Riscrivi come elenco puntato il paragrafo dell'estratto che inizia con «Un’analisi di diversi studi», mantenendone i fatti principali.

Estratto »
━━━━━━━━━━━━━━━━━━━━
Riduzione del peso: l’obesità viscerale è associata a uno stato proinfiammatorio attraverso la secrezione di citochine come TNF-α e IL-6 dagli adipociti. In diversi studi, l’obesità è stata associata a un aumento dell’incidenza e della gravità della psoriasi, nonché a un indebolimento degli effetti terapeutici di alcuni farmaci [35]. Inoltre, le citochine IL-17 e IL-23, che sono rilevanti per la psoriasi, erano elevate nelle donne obese ma non nelle donne magre [36]. In un ampio studio di coorte inglese su 75 395 pazienti affetti da psoriasi, l’obesità è stata riconosciuta come un fattore di rischio per lo sviluppo dell’artrite psoriasica [37]. Diversi studi prospettici controllati di riduzione del peso attraverso diete ipocaloriche nell’obesità hanno dimostrato un effetto additivo al trattamento dermatologico sulla gravità della psoriasi e sull’artrite [35]. È interessante notare che nelle persone obese è stata osservata una riduzione delle citochine infiammatorie circolanti grazie alla dieta ipocalorica [38]. Molto esemplificativi sono anche gli effetti della chirurgia bariatrica, che ha prodotto un notevole miglioramento dell’attività della psoriasi in diversi casi di studio [39,40].
Chi soffre di psoriasi ha un rischio cardiovascolare maggiore e anche un rischio maggiore di diabete [41]. Si pensa che questo sia causato da una ridotta sensibilità all’insulina dovuta all’infiammazione sistemica. Allo stesso modo, è di per sé un fattore di rischio cardiovascolare indipendente [42]. È quindi ancora più importante che le persone affette da psoriasi siano consapevoli di questo rischio e si occupino del loro stile di vita di conseguenza.
Fumo e alcol
Un’analisi di diversi studi di coorte di grandi dimensioni (Nurses Health Study, Health Professionals’ Follow-up Study) ha confermato che il fumo è un fattore di rischio indipendente, con un aumento graduale del rischio di incidenza a seconda del numero di anni-pacchetto e della durata del consumo di sigarette. Il rischio di incidenza relativa per 5-24 sigarette al giorno era addirittura doppio (RR 2,04) [43]. Uno studio prospettico su pazienti con pustolosi palmoplantare ha potuto persino mostrare un miglioramento clinico dopo la cessazione del fumo rispetto alla persistenza del fumo [44].
Il consumo eccessivo di alcol è comune anche tra le persone con psoriasi e si correla con la gravità della malattia e la risposta alla terapia [45]. Tuttavia, non è stato possibile confermare una relazione causale. Questo comportamento è altrettanto concepibile come reazione al peso della malattia.
━━━━━━━━━━━━━━━━━━━━
Record selezionati »
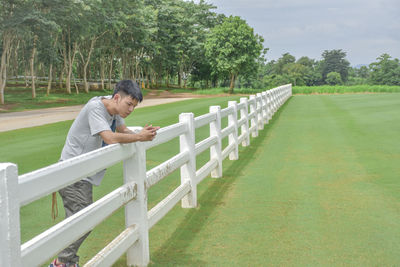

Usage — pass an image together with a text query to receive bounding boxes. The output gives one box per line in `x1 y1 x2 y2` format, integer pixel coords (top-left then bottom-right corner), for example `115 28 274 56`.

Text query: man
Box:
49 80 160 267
━━━━━━━━━━━━━━━━━━━━
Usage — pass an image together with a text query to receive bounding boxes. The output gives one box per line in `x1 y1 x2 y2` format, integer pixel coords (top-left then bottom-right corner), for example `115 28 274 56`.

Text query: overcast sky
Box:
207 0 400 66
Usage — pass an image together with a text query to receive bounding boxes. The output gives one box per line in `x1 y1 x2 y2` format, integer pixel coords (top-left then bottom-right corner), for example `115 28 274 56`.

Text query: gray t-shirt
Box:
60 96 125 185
━━━━━━━━━━━━━━━━━━━━
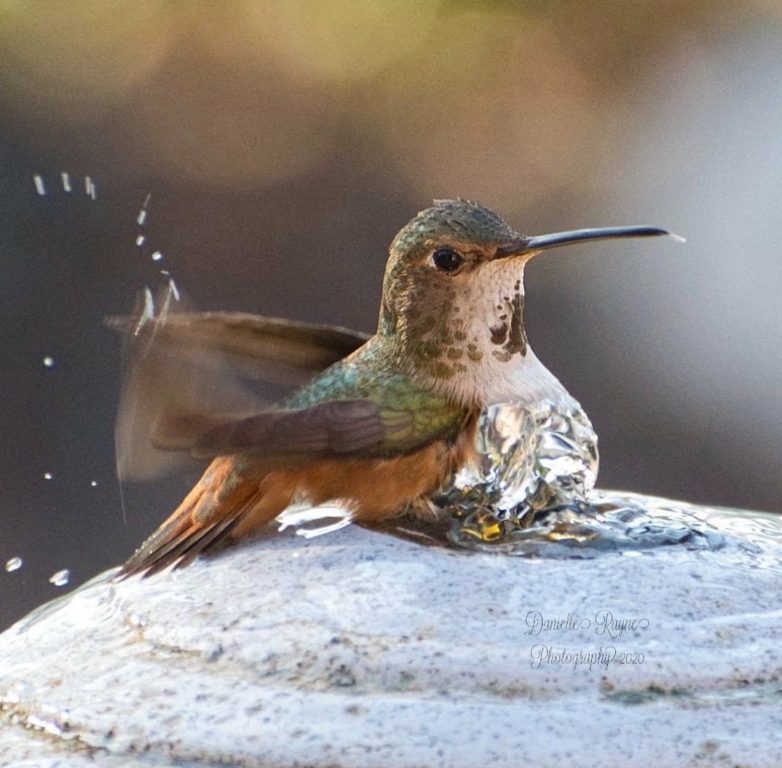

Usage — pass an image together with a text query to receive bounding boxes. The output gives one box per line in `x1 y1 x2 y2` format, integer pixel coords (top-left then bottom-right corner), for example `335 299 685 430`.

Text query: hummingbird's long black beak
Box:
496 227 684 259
━━━━━━━━━━━━━━━━━━━━
Compito svolto »
- Un'analisi di diversi grandi studi di coorte (Nurses Health Study, Health Professionals’ Follow-up Study) ha confermato che il fumo è un fattore di rischio indipendente.
- Il rischio di incidenza aumenta gradualmente con il numero di anni-pacchetto e con la durata del consumo di sigarette.
- Con 5-24 sigarette al giorno il rischio di incidenza relativa è doppio (RR 2,04).
- Uno studio prospettico su pazienti con pustolosi palmoplantare ha mostrato un miglioramento clinico in chi ha smesso di fumare rispetto a chi ha continuato.